> [Exercise directions] Pull out each line of the material below that contains the string "tangerine". Upper and lower case must match.

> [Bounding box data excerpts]
—————

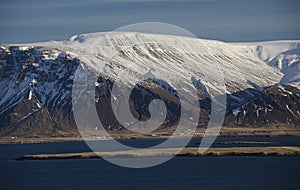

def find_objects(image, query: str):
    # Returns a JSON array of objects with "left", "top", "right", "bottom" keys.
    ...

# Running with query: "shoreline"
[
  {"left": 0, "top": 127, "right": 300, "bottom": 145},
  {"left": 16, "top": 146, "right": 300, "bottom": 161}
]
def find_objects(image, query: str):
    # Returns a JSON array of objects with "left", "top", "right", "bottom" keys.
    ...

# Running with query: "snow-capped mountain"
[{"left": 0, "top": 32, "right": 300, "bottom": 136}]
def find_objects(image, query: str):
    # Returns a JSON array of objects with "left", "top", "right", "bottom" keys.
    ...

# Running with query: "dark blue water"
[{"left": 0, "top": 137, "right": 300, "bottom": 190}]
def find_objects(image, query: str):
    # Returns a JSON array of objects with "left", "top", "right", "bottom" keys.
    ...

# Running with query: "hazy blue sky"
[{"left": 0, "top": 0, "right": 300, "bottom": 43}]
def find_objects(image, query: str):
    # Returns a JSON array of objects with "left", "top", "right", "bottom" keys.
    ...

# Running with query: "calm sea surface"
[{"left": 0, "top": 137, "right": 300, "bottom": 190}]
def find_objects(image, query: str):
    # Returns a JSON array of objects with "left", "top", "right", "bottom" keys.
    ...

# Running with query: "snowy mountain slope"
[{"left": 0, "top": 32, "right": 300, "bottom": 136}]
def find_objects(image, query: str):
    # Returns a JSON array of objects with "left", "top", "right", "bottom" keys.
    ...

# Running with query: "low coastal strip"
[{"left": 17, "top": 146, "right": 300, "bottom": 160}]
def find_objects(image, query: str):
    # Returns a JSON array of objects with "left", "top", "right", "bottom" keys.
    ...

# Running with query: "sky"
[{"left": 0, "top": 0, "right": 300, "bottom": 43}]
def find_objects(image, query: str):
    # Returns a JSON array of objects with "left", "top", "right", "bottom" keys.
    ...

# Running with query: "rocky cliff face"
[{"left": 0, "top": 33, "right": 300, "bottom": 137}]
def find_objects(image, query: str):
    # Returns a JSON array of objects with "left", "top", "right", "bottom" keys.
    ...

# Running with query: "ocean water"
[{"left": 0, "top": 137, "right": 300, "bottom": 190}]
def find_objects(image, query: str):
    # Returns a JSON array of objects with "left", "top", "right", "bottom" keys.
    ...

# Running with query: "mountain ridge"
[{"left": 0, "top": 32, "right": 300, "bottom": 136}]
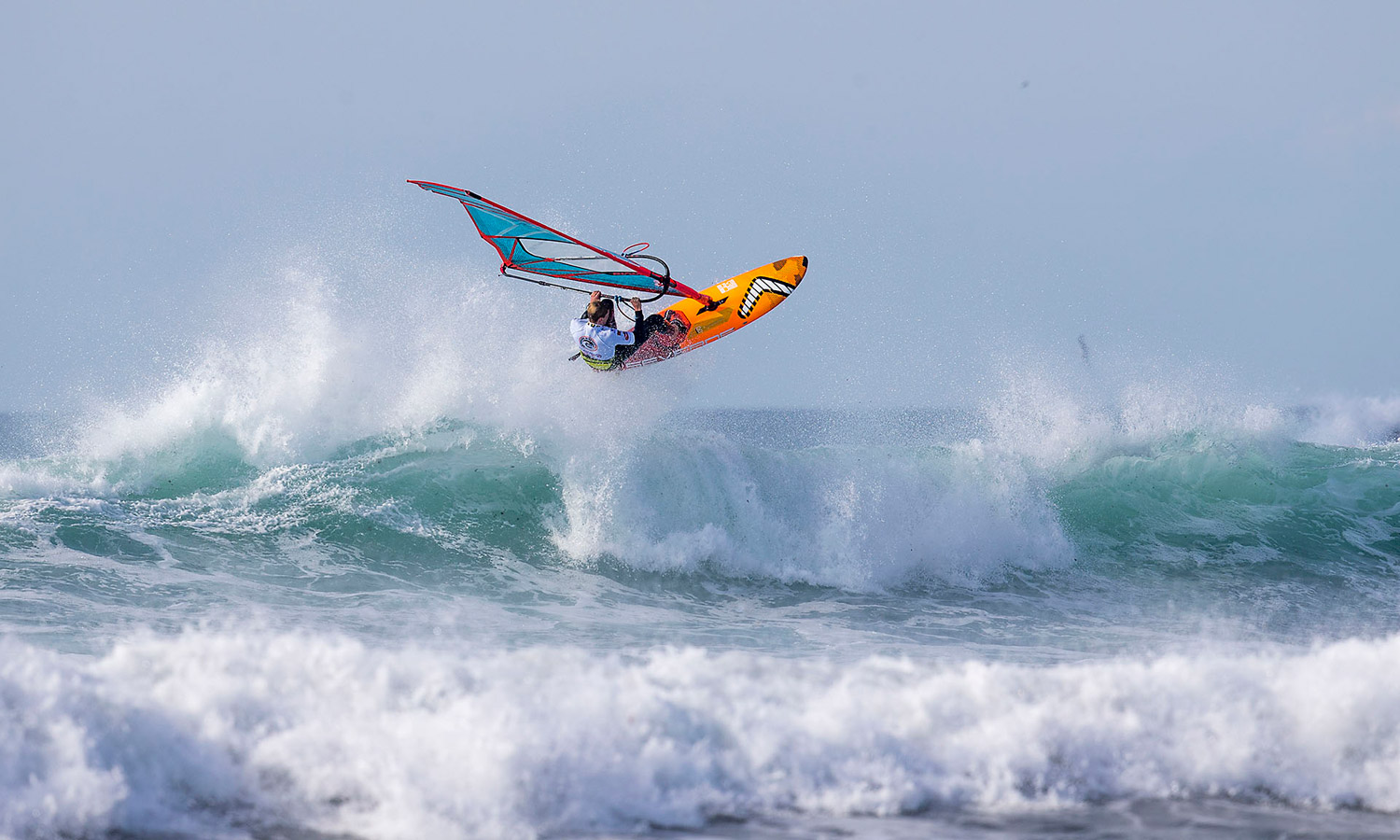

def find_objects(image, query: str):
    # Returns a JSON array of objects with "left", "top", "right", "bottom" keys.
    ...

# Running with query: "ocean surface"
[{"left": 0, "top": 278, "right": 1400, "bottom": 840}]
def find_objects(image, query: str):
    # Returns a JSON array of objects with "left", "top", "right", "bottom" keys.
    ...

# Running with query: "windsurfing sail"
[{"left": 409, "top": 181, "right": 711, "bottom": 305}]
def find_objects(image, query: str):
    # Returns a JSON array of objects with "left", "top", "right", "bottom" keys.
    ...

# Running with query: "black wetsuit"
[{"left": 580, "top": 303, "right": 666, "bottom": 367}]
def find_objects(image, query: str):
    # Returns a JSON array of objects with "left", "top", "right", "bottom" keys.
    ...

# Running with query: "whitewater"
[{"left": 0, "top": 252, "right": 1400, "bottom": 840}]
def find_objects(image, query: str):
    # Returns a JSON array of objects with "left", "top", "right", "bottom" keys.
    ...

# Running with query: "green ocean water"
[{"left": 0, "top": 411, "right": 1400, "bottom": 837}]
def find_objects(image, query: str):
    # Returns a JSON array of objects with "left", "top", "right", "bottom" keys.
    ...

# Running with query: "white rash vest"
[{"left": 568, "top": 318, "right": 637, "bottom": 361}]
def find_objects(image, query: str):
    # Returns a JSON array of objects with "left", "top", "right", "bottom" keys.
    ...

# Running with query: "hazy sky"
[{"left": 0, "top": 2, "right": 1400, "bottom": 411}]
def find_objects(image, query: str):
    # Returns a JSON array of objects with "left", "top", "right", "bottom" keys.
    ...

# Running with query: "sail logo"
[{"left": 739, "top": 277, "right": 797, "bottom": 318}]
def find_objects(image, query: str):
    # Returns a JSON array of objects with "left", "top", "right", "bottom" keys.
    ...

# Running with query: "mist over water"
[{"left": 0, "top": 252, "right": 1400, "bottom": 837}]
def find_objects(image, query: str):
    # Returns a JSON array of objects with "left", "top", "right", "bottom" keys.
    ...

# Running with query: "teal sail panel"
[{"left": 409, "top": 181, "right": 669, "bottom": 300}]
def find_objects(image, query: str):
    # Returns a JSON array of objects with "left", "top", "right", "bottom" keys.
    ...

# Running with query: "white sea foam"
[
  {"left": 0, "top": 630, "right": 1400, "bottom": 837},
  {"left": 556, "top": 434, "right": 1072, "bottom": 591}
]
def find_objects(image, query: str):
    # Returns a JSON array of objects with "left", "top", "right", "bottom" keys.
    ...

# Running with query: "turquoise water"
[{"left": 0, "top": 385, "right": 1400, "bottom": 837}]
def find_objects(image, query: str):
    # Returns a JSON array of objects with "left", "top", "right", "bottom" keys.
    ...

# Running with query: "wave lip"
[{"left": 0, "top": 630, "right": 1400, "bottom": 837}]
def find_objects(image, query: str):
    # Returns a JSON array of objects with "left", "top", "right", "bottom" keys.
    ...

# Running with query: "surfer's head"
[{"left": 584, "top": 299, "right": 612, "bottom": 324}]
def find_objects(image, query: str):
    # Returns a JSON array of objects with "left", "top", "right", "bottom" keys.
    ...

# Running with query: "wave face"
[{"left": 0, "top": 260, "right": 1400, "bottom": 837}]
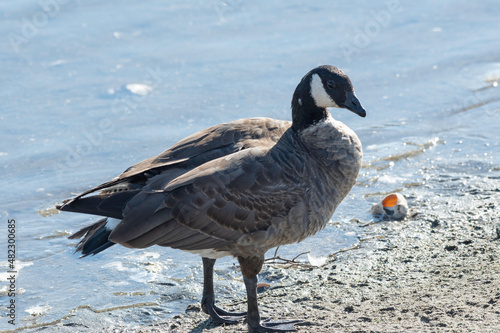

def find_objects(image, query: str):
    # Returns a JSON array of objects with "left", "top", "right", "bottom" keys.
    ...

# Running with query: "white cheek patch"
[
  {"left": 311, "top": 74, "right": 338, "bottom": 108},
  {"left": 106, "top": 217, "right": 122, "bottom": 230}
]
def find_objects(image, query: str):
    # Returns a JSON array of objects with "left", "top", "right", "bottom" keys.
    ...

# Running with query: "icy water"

—————

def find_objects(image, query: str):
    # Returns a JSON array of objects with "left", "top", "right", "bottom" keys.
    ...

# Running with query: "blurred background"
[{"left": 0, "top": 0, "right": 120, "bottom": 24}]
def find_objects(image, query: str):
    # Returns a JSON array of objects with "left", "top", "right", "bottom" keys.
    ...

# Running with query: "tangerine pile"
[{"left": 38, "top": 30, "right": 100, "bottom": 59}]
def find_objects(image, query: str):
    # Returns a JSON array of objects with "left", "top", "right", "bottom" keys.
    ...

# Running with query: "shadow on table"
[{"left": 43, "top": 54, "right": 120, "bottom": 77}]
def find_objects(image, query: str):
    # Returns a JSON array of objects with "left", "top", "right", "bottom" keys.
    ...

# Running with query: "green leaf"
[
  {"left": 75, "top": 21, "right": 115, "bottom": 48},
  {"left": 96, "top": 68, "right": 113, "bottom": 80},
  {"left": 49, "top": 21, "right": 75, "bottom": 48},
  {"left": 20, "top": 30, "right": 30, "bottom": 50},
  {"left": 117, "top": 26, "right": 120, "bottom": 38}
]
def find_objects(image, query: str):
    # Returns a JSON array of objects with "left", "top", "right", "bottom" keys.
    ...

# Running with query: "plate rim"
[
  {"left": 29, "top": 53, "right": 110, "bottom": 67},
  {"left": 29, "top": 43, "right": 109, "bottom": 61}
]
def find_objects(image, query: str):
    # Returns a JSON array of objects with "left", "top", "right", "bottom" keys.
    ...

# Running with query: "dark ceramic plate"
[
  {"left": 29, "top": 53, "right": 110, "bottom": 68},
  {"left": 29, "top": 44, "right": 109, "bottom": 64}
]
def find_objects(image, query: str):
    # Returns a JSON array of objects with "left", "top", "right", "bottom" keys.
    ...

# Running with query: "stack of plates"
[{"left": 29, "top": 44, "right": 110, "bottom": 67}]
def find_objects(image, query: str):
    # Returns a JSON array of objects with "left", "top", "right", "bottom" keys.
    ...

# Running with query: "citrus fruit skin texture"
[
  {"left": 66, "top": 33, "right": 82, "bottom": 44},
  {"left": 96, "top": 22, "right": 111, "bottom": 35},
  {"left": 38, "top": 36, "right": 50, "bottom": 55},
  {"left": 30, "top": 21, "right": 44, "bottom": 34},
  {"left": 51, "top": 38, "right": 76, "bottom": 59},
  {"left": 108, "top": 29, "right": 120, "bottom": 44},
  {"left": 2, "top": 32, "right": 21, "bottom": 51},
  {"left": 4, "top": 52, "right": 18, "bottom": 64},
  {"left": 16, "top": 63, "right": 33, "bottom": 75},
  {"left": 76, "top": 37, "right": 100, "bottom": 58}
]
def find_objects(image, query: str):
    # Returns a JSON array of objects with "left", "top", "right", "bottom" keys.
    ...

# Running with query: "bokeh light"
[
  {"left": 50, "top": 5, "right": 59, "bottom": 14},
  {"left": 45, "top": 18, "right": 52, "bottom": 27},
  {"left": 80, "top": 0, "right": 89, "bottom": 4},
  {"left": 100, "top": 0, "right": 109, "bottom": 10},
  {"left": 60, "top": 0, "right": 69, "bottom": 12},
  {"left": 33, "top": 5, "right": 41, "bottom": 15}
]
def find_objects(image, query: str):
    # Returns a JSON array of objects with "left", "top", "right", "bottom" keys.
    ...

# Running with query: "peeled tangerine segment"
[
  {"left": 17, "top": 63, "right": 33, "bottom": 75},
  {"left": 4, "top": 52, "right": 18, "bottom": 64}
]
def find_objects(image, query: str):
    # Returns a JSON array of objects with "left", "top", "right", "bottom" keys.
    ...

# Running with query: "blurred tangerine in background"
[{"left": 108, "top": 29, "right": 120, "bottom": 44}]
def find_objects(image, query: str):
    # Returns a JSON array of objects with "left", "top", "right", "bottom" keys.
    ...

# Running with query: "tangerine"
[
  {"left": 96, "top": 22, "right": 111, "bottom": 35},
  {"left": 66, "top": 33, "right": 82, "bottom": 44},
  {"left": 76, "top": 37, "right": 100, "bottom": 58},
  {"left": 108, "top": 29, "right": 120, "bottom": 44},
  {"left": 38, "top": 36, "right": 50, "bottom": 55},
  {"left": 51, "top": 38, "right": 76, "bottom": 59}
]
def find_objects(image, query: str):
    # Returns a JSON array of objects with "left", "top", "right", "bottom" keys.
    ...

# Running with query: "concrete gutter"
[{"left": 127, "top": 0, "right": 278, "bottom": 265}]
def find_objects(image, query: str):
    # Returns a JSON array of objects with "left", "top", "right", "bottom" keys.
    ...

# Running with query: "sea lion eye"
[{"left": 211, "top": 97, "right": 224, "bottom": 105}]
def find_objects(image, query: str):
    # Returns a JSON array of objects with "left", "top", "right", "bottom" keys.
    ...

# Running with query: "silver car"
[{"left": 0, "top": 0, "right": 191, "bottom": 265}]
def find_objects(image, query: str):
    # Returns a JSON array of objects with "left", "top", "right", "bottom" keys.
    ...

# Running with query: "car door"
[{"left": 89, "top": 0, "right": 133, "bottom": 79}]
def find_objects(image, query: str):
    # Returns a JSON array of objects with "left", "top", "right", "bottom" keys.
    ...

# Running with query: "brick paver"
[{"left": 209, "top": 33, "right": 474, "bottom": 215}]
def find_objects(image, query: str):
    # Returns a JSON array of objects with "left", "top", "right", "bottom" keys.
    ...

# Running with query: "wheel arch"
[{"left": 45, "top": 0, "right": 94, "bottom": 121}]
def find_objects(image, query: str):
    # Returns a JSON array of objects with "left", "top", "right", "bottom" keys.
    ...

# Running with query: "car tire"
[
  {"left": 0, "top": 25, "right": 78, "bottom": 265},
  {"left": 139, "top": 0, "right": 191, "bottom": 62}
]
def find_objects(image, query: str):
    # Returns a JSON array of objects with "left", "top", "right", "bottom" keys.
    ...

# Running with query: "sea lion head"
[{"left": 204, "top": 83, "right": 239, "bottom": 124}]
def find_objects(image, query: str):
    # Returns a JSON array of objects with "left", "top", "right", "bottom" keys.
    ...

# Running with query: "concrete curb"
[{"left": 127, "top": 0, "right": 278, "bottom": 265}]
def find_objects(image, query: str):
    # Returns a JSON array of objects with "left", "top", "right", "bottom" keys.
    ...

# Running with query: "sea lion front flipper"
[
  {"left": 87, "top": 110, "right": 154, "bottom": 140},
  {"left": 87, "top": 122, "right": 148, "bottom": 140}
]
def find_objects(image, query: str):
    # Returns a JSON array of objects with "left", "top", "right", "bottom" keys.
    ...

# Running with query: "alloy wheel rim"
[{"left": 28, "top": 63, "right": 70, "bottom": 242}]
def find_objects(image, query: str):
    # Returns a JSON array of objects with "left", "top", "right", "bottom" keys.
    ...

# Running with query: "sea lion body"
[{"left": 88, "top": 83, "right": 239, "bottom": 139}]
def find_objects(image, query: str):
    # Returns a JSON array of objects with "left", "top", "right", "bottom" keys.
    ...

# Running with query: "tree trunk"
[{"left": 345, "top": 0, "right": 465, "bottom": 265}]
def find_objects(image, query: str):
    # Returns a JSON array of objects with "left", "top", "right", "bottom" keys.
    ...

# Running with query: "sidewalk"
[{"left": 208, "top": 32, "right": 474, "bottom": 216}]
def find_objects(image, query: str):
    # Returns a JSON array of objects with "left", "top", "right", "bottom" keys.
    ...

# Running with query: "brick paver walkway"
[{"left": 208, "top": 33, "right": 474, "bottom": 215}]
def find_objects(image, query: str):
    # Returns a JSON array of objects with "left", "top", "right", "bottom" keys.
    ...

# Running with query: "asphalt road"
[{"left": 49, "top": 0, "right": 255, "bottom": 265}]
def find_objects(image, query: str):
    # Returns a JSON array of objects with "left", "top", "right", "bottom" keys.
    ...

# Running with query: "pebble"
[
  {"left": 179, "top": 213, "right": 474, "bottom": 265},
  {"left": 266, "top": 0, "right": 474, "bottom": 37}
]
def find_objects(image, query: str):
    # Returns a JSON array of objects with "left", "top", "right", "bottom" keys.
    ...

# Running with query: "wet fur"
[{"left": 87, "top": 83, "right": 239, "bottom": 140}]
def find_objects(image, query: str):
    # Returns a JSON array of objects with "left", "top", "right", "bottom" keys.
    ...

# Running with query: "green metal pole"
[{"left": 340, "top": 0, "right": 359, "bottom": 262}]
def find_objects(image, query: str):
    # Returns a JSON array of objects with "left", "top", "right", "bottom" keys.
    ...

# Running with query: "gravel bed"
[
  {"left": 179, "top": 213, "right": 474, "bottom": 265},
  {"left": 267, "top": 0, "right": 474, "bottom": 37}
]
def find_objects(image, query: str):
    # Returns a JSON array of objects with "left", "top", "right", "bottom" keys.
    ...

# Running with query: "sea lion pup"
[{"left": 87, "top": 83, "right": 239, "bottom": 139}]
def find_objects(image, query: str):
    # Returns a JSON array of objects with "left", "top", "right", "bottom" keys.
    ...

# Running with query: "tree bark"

—————

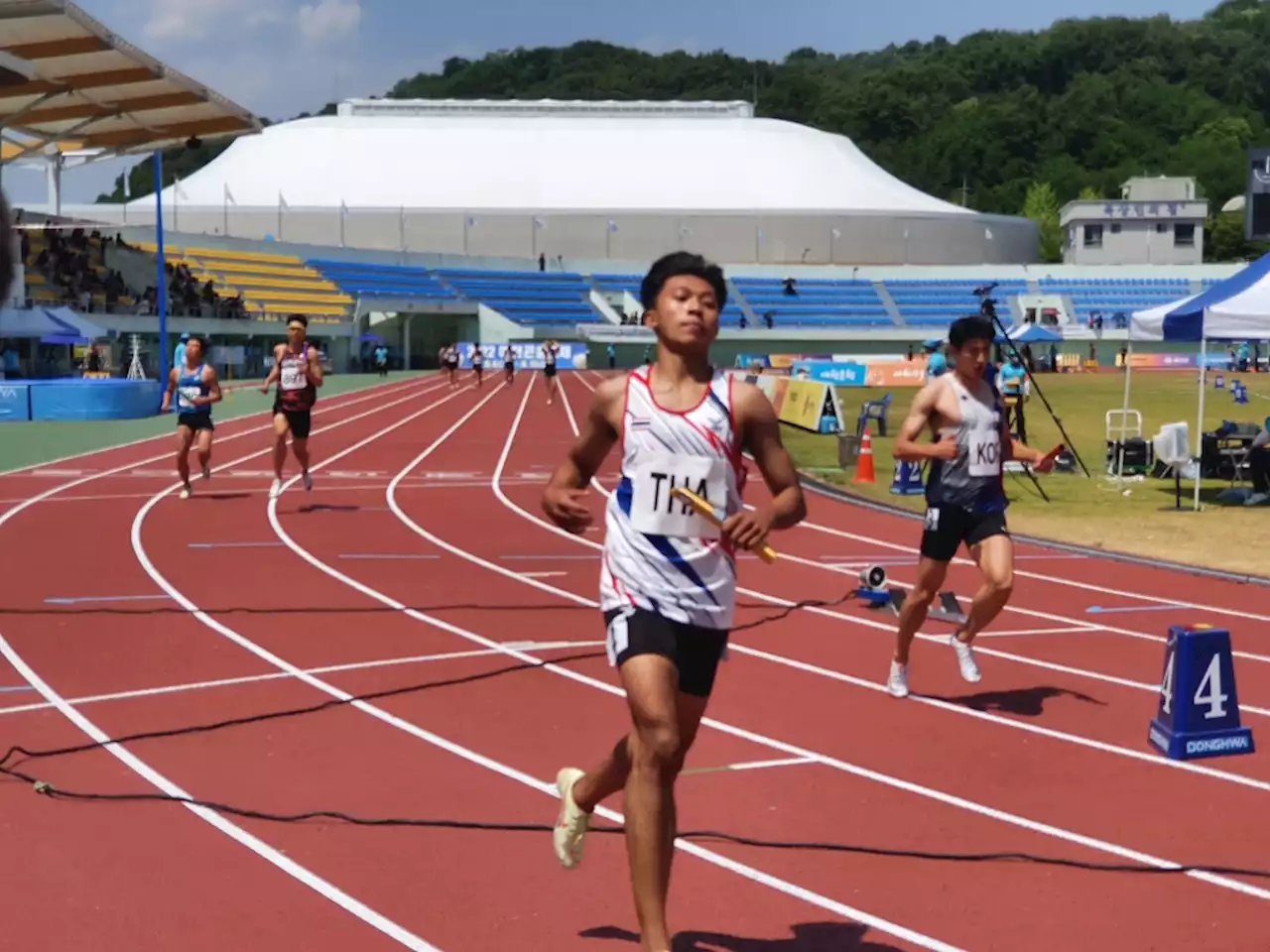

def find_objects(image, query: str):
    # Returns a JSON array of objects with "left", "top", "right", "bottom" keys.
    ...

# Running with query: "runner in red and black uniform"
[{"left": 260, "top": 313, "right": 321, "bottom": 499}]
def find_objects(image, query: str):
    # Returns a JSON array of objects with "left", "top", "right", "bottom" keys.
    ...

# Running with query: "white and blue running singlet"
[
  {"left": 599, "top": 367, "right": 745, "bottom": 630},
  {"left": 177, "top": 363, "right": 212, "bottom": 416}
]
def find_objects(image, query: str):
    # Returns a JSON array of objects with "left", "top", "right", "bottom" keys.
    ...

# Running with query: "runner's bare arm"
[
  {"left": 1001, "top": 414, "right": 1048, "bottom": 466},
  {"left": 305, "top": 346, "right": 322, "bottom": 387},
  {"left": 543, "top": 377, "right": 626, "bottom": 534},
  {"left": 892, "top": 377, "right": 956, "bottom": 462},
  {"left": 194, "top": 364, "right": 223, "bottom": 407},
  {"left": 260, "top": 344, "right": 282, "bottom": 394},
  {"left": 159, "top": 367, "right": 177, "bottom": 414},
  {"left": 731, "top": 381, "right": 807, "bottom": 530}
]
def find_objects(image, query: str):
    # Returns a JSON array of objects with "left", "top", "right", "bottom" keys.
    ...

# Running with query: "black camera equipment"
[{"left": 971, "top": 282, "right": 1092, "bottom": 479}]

—————

> [Answer to this exercise]
# Running with query: "tangerine pile"
# Running with query: "peeled tangerine segment"
# Running with query: "blurred tangerine in background"
# Running with query: "tangerine"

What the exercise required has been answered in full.